=== Section Start ===

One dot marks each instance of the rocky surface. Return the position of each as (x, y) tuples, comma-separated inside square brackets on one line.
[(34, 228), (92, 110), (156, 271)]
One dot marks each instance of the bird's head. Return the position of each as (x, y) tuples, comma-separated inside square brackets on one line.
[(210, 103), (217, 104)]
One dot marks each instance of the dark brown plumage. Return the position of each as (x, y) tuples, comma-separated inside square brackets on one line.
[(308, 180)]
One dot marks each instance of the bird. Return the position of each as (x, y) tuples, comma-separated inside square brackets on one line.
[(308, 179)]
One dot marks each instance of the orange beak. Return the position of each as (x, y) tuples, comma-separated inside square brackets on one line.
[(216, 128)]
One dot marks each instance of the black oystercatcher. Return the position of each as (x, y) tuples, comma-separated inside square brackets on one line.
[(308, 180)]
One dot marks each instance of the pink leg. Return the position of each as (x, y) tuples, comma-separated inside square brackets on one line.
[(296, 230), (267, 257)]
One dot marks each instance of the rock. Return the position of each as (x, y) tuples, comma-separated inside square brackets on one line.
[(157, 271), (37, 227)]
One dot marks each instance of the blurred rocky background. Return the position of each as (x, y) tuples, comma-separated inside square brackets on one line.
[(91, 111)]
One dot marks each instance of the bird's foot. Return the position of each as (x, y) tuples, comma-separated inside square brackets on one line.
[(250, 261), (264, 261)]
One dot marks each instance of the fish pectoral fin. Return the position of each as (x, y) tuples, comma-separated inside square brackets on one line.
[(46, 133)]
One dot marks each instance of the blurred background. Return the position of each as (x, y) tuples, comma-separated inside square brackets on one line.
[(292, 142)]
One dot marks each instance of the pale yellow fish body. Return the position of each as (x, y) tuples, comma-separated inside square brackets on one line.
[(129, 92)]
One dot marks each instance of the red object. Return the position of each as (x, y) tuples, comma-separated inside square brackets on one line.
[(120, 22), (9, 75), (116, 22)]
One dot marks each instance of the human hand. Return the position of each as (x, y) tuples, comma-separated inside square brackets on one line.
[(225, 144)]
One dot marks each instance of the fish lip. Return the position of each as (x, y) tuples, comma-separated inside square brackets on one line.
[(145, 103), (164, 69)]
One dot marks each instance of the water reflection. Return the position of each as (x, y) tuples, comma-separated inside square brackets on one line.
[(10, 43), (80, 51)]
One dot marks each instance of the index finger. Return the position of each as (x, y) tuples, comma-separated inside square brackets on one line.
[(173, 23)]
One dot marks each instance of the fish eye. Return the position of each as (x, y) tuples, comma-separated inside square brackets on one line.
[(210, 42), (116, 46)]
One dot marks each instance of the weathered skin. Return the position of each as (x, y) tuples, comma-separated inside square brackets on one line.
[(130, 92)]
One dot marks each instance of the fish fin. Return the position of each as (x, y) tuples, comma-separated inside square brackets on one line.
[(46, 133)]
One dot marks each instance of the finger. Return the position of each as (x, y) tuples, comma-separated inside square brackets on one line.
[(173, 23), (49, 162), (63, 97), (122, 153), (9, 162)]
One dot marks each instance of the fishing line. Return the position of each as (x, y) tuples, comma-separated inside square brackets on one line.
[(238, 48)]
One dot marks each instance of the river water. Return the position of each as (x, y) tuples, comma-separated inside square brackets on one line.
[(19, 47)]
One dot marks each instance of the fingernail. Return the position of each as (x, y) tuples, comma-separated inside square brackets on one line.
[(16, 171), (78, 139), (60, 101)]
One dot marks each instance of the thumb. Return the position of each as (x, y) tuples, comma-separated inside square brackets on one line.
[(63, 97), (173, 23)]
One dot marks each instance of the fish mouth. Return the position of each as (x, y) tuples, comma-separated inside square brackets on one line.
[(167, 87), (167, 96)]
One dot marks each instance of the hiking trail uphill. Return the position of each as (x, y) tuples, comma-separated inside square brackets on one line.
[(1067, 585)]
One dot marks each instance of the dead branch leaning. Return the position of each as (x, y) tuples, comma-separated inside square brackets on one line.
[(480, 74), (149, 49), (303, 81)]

=== Section End ===

### Problem to work on
Please return the data above in full, without altering a single line.

### Answer box
One dot marks each instance of the rocky surface. Return the position of each as (x, y) tuples, comma-separated inside square brackets on one line.
[(34, 228), (92, 110), (156, 271)]
One dot marks each instance of the bird's head. Return the position of each as (x, y) tuples, comma-separated inside square brackets on one line.
[(210, 103), (217, 104)]
One dot marks each instance of the dark brown plumage. Return the position of each as (x, y) tuples, comma-separated inside square brackets on one line.
[(308, 180)]
One dot marks each instance of the bird. Return the position of each as (x, y) tuples, comma-separated inside square brackets on one line.
[(308, 179)]
One dot marks each instance of the orange beak. Return the position of each as (x, y) tuples, comma-separated inside square brackets on one line.
[(216, 128)]
One dot marks each instance of the black oystercatcher. Return the position of each as (x, y) tuples, comma-separated inside square brackets on one line.
[(308, 180)]
One dot marks each instance of the pink leg. Return the position of each as (x, y) tuples, comma-separated inside square brackets on one line.
[(296, 230), (267, 257)]
One dot marks each instance of the rock. Return the position of each as (x, y) tuples, comma-separated inside square brackets on one line.
[(157, 271), (37, 227)]
One dot marks each instance of the blurred rocky background. Return the position of each as (x, y) tuples, comma-separated inside square brackets on one line.
[(91, 111)]
One dot marks each instance of the bird's foot. Return the position of each as (x, y) tuples, comma-separated inside square brackets on one line.
[(250, 261), (264, 261)]
One dot marks each instance of the fish pectoral fin. Return the position of each as (x, y) tuples, comma-separated inside square brackets on one line.
[(46, 133)]
One dot marks each instance of the blurred background. Return the position of each as (x, y) tuples, comma-separated inside square brackets on one line.
[(292, 142)]
One dot marks each instance of the pale yellow fish body. Return the position of each as (x, y) tuples, comma-separated inside square brackets on one line.
[(129, 92)]
One dot marks each instance of the red object. Return the position of each as (x, y) tuples, comma-separated inside square brackets on one line.
[(120, 22), (9, 75), (116, 22)]
One dot marks each instance of the human hand. Return the position of each as (x, y) tuples, comma-separated inside square brackets on one line.
[(225, 144)]
One dot marks each instance of the fish lip. Return the position of each as (x, y) tuples, comma-separated inside square brackets on one line.
[(145, 103), (164, 69)]
One dot marks each instance of the water reflection. Return the position of each as (x, y) tuples, comma-separated inside square brackets on one line.
[(10, 43), (80, 51)]
One dot marks each instance of the index finger. Return the position of each as (x, y) tuples, comma-separated inside square brackets on one line.
[(173, 23)]
One dot marks each instance of the fish eye. Return the position of each as (x, y) tuples, comma-separated inside square brackets on one line.
[(210, 42), (116, 46)]
One dot marks each instance of the weathered skin. Return the position of each as (x, y) tuples, comma-separated inside square brackets on one line.
[(130, 92)]
One dot marks each instance of the fish fin. Return the position of each as (x, y) tuples, comma-separated inside square brackets on one line.
[(46, 133)]
One dot marks each instance of the finger. Return the position of each as (x, y) tuples, comma-separated inside square brackets on one line.
[(173, 23), (49, 162), (63, 97), (122, 153), (9, 162)]
One dot marks each instance of the fishing line. Return the position of each as (x, y) tuples, comma-separated inside square brackets on one line.
[(238, 48)]
One dot marks each instance of the river water. Return the position of each as (x, y) tuples, comma-separated inside square brackets on one line.
[(19, 47)]
One dot marks each instance of the fingernail. Return the position of each as (x, y) tuples, comma-separated inside square brackets on one line.
[(16, 171), (78, 139), (60, 101)]
One dot marks each instance of the thumb. Return the position of each as (x, y) tuples, comma-separated inside square brackets on one line.
[(63, 97), (173, 23)]
One dot marks each instance of the fish mouth. Return the position of each as (x, y) tuples, comma-separated inside square brackets on one line.
[(167, 87), (167, 96)]
One dot marks each instance of the hiking trail uphill. Return the position of each as (x, y) tuples, comma-separated inside square brackets on one line.
[(1067, 585)]
One dot marks each instance of the dead branch leaning. Return the position of each as (x, y) tuples, comma-separated inside square brackets on one line.
[(480, 74), (149, 49), (303, 81)]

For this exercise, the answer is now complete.